Problem description: Copy out everything from the start of the rows down to the line containing "[98,0,466,215]", shifting every bounding-box coordinate by adding 53 to each number and keeping all other lines unchanged. Leave the pictures out of your answer.

**** Input data ****

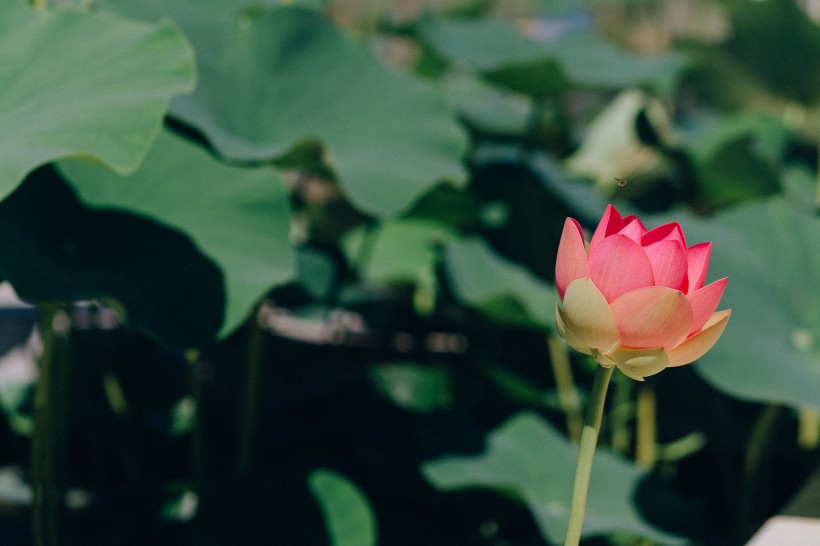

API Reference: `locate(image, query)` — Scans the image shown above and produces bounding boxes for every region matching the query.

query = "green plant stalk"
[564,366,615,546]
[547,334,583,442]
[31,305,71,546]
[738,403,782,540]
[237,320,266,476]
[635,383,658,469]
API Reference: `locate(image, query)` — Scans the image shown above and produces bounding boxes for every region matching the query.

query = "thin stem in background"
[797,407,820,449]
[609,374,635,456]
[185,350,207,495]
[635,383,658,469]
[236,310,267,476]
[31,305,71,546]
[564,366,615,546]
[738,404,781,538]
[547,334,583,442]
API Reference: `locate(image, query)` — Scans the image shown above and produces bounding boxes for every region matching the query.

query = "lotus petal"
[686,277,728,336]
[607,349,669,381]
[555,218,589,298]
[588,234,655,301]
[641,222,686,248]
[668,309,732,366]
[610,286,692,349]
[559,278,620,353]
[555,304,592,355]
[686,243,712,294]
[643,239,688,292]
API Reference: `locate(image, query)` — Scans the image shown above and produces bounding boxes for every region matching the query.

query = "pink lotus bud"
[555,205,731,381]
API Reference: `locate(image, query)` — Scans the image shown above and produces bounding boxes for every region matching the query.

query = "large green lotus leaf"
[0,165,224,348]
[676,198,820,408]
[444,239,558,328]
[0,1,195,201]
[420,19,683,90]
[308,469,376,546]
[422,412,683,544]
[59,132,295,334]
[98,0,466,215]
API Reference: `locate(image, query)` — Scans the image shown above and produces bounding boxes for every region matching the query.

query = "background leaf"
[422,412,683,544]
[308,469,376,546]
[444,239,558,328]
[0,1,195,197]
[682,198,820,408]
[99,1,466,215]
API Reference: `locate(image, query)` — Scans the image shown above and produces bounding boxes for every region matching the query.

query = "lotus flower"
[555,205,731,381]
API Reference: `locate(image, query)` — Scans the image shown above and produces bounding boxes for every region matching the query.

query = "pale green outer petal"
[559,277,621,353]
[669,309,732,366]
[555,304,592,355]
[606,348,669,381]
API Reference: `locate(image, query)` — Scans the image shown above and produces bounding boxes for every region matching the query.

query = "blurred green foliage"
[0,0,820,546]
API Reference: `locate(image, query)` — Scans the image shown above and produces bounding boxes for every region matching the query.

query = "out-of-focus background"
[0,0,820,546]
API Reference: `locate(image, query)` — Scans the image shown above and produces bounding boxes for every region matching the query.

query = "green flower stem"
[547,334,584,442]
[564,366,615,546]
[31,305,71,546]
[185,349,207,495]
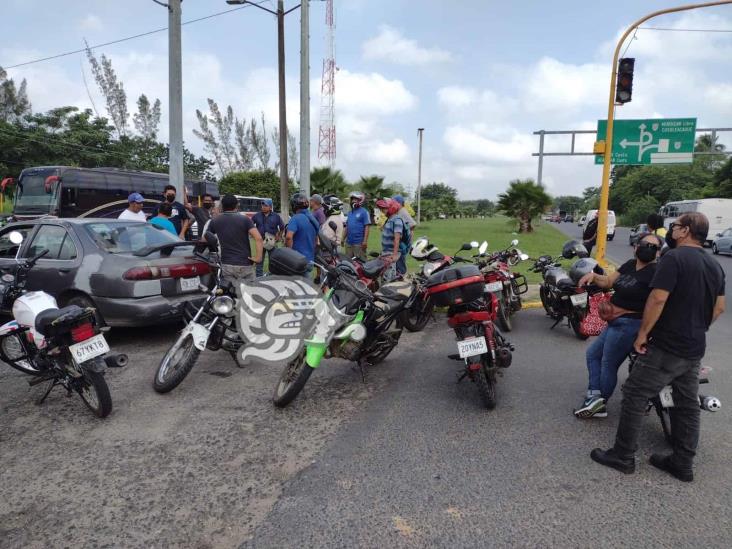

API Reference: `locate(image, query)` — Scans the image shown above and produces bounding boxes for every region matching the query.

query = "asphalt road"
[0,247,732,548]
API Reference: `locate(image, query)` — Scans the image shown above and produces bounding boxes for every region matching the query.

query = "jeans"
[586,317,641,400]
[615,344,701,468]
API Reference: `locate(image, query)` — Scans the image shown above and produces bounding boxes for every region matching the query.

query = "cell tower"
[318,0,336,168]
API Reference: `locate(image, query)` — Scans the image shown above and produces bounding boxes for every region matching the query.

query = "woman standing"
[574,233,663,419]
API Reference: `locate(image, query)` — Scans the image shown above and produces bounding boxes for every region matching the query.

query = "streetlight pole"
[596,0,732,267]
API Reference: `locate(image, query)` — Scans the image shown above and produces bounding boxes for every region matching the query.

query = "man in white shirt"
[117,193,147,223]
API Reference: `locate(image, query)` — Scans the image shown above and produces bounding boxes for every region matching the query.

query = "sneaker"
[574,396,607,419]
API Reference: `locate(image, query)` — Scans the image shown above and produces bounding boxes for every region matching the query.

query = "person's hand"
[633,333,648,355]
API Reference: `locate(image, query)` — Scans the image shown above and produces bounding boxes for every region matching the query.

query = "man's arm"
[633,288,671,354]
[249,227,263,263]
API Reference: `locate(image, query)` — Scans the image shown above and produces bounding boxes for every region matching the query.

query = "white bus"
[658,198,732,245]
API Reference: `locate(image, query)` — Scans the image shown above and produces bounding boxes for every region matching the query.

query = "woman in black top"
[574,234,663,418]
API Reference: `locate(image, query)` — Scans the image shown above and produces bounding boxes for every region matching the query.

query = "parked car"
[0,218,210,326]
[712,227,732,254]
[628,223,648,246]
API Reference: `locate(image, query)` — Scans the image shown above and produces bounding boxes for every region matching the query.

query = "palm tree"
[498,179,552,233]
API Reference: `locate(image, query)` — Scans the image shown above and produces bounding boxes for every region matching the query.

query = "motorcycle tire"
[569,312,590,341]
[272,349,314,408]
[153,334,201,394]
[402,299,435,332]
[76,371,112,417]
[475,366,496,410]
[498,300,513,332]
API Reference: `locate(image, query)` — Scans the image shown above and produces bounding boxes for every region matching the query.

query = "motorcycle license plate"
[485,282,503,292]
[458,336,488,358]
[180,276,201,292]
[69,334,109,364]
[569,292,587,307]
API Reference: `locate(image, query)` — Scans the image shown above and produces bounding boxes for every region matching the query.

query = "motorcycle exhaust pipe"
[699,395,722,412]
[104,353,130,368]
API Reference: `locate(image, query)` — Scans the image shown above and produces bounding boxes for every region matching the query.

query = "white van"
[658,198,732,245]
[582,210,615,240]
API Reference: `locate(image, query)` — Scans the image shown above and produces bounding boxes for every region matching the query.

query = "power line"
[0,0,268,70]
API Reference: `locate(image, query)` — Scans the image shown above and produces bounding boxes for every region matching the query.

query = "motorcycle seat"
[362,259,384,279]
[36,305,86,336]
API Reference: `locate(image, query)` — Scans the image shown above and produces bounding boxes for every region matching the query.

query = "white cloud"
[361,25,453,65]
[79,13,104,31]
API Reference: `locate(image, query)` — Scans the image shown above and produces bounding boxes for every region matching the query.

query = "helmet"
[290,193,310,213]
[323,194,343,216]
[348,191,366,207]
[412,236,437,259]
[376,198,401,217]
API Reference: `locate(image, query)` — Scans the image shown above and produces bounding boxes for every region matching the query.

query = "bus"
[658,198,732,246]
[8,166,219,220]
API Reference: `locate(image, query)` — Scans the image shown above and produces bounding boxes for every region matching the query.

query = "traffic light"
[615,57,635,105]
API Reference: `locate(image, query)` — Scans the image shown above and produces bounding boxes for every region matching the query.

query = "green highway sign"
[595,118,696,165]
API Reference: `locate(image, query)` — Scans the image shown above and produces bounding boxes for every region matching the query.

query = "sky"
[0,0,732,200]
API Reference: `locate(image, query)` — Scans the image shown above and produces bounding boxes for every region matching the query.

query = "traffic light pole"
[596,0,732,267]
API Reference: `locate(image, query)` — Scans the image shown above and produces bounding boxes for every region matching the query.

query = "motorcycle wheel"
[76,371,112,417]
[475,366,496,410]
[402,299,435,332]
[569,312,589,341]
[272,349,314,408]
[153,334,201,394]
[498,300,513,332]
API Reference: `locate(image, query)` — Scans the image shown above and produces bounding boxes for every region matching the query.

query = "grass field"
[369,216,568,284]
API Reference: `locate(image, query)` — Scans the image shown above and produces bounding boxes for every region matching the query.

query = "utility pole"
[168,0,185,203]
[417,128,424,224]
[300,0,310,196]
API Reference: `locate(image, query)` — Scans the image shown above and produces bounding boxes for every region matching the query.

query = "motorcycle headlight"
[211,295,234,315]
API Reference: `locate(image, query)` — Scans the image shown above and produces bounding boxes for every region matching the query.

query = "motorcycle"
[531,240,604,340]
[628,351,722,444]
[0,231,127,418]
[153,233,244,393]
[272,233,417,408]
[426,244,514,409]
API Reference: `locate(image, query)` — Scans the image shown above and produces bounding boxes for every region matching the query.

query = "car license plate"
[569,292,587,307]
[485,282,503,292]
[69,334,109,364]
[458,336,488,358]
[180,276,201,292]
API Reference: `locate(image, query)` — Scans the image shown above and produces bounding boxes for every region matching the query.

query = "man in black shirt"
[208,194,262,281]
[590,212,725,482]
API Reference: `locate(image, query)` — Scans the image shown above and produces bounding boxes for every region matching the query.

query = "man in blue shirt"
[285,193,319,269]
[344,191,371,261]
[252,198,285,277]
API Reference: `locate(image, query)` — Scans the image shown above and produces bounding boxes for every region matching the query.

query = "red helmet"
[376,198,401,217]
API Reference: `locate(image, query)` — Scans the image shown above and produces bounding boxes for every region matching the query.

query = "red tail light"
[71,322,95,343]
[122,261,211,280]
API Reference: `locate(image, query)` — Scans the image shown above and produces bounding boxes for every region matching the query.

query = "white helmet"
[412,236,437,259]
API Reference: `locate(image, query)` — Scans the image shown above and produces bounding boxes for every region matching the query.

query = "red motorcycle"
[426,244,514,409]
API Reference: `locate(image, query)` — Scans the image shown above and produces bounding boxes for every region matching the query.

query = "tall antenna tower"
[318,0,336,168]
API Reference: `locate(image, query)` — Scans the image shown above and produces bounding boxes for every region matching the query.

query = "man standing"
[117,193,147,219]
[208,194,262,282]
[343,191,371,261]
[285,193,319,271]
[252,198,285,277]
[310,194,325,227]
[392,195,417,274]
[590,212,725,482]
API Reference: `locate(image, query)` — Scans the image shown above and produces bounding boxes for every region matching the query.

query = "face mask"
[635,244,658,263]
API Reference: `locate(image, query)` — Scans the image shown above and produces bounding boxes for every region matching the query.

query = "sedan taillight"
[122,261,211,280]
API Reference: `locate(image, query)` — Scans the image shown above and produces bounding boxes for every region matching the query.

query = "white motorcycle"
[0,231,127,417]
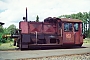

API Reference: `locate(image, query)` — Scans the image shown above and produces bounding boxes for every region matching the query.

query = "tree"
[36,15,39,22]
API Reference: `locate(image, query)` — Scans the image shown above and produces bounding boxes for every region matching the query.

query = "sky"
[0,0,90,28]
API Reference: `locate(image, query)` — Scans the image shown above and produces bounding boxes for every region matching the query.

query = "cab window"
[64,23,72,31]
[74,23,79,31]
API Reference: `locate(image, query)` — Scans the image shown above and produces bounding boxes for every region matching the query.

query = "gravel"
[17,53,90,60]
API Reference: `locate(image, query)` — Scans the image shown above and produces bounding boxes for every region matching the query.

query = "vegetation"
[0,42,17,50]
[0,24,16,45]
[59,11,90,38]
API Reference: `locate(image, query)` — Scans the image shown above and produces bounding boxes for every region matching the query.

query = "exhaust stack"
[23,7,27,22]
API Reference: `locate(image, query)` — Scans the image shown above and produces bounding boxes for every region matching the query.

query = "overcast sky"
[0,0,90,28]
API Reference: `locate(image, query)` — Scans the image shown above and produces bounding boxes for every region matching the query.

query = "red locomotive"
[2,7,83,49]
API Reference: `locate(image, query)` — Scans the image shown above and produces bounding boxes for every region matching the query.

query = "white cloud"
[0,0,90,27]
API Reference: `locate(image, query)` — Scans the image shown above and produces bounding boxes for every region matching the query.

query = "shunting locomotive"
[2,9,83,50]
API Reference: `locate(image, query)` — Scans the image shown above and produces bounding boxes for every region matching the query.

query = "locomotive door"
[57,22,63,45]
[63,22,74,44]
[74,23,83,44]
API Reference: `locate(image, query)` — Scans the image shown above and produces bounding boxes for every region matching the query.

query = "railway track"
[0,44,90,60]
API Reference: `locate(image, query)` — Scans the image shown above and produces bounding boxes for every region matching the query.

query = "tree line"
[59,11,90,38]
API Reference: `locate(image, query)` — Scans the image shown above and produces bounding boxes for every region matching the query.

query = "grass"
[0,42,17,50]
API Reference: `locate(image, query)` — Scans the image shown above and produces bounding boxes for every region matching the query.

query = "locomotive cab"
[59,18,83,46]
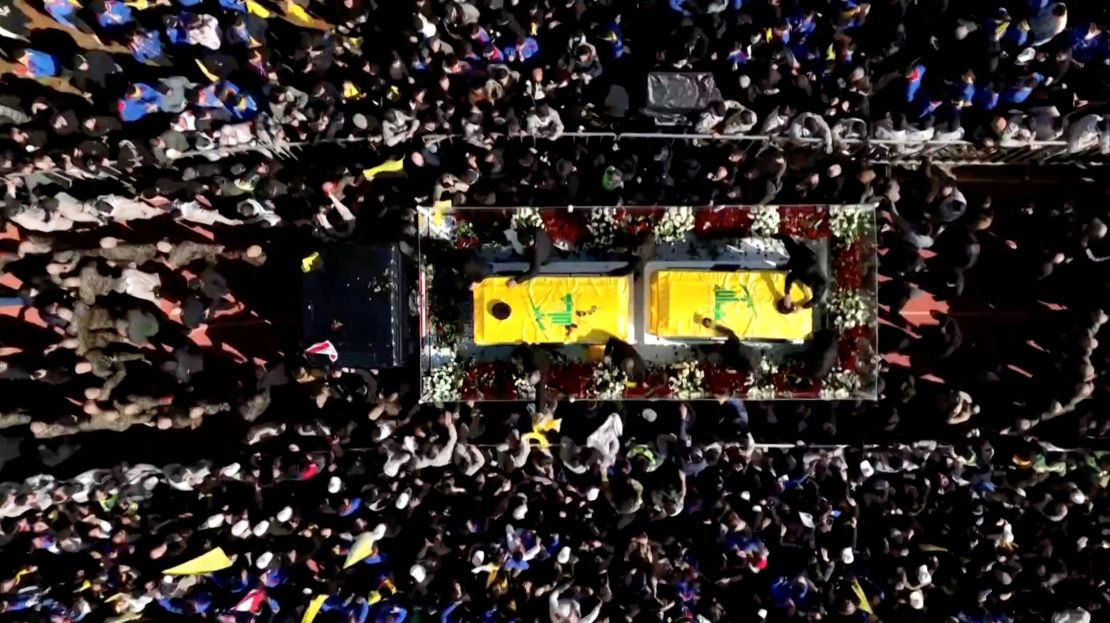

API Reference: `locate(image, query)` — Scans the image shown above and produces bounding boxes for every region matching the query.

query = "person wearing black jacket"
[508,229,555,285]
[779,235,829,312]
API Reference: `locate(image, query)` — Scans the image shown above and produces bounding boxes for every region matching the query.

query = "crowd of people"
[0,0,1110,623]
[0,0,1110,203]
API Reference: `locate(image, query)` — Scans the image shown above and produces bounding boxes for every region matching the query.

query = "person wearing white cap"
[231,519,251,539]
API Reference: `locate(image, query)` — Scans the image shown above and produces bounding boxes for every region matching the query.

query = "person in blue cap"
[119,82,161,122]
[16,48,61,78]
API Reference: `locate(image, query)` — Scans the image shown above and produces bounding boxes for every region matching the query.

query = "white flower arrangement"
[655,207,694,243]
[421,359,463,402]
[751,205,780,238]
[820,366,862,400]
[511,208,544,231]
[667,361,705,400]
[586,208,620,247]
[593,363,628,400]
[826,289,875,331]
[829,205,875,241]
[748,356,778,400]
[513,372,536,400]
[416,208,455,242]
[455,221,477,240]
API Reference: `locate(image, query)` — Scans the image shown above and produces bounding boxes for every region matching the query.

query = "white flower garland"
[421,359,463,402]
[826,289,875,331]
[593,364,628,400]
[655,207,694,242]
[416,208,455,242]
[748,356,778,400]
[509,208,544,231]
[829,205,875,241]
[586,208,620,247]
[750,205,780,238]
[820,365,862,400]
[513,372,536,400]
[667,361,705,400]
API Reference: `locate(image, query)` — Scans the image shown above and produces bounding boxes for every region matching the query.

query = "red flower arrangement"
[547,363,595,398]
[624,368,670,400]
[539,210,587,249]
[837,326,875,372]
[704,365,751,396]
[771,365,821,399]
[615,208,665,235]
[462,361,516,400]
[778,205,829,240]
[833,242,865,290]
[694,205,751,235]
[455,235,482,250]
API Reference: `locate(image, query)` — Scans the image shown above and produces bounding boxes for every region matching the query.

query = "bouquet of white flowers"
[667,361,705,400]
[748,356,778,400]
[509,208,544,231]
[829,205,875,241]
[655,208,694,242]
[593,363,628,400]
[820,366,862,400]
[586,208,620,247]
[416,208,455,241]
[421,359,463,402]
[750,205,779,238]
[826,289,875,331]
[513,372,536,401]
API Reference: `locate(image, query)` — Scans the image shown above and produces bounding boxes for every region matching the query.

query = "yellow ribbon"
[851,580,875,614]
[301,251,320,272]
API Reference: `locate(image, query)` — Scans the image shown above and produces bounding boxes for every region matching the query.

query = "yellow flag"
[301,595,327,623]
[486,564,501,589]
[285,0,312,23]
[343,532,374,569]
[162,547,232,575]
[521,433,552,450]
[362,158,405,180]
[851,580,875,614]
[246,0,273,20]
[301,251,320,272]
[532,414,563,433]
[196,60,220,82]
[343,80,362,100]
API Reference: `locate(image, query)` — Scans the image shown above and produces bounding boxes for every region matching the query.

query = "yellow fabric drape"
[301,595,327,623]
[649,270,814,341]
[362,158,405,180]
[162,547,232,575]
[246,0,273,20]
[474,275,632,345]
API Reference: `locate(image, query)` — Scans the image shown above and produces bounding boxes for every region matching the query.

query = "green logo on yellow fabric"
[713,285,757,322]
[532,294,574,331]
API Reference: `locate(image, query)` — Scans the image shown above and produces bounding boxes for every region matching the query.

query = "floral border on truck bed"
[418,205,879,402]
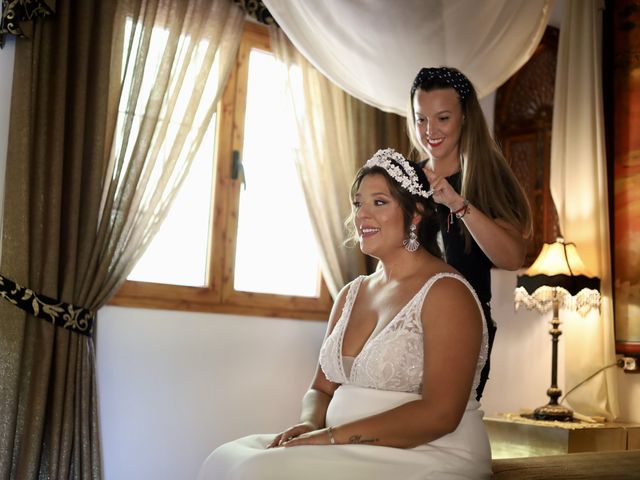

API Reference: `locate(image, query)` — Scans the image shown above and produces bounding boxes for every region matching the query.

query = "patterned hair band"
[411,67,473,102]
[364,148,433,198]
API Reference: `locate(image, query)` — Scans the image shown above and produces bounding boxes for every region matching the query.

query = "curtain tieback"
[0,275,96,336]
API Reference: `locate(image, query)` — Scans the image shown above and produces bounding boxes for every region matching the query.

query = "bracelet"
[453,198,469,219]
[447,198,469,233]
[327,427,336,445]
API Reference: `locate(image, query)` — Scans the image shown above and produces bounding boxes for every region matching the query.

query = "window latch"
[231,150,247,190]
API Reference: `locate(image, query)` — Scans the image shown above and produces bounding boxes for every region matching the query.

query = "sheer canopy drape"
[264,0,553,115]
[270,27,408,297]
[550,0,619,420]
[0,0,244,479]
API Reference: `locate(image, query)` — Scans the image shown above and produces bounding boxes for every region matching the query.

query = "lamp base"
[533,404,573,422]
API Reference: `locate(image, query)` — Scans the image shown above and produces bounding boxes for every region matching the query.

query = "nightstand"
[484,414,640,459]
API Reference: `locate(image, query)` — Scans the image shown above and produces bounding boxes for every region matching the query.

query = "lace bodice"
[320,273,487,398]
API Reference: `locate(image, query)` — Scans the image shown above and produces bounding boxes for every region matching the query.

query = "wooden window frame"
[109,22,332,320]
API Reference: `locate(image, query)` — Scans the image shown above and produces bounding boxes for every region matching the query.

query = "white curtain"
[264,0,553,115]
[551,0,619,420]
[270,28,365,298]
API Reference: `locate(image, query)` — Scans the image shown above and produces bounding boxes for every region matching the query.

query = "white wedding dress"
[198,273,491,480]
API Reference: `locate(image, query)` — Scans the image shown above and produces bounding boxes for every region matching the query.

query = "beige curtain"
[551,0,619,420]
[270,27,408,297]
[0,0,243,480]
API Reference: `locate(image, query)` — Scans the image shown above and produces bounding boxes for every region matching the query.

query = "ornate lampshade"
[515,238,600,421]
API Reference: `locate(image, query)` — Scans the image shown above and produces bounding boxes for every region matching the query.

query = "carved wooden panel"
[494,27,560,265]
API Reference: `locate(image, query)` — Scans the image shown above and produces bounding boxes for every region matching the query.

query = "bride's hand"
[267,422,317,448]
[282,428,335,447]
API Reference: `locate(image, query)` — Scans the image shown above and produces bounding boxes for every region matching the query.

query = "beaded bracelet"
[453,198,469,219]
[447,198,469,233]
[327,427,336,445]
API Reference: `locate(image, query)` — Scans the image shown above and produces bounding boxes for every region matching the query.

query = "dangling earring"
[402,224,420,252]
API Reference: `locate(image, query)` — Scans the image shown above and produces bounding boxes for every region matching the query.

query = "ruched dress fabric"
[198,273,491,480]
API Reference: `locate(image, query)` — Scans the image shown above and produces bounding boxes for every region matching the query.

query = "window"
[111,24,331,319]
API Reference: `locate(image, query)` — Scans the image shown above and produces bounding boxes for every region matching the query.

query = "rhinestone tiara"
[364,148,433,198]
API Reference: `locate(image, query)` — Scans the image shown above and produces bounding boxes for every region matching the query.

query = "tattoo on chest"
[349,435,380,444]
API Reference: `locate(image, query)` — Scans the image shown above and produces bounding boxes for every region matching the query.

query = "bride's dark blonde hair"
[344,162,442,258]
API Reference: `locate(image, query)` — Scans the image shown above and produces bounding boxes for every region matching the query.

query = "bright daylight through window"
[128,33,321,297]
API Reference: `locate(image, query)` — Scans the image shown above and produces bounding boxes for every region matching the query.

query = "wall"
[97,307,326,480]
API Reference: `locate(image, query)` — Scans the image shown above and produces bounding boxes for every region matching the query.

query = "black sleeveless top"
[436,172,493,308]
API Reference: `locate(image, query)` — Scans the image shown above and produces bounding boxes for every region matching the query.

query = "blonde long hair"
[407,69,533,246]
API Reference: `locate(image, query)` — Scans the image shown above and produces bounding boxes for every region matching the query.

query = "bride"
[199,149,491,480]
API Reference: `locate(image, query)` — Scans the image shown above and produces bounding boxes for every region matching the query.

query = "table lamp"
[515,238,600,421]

****

Finished exercise:
API Reference: `locate(image, query)` — Scans the image shown above and produces bounding boxes for every region matching the query.

query = "green plant stalk"
[617,419,668,599]
[600,387,636,495]
[84,358,124,599]
[791,456,835,593]
[290,373,319,529]
[688,436,711,522]
API Reference: `locate(image, query)` — Scans the image shown above and produces bounding boxes for every region matching the query.

query = "thin stem in background"
[850,460,873,502]
[662,427,688,509]
[238,403,260,548]
[688,436,711,522]
[289,363,320,529]
[84,358,124,599]
[617,419,668,599]
[791,457,834,591]
[600,387,636,495]
API Reference: `locate(image, query)` — Scans the image shown above and produces bounding boxes for every region matching the query.

query = "lotus petal"
[739,330,781,389]
[660,402,722,434]
[608,271,642,351]
[641,287,708,354]
[694,275,739,301]
[721,362,785,419]
[663,339,745,402]
[612,331,673,406]
[608,357,645,408]
[739,296,765,347]
[696,292,741,345]
API Reference: `locate(image, query)` — Scans the image shown above and produces bounding boxes for every region matching the query.

query = "pink lotus bud"
[608,258,784,434]
API Reference: `locate(image, query)` — Scans the image shown above and produces bounding boxes for every region matching the query.

query = "large green lotus leaf"
[53,218,277,401]
[729,251,873,461]
[497,292,611,381]
[53,54,248,254]
[473,72,736,143]
[361,522,429,599]
[475,465,736,597]
[112,185,348,387]
[151,53,519,268]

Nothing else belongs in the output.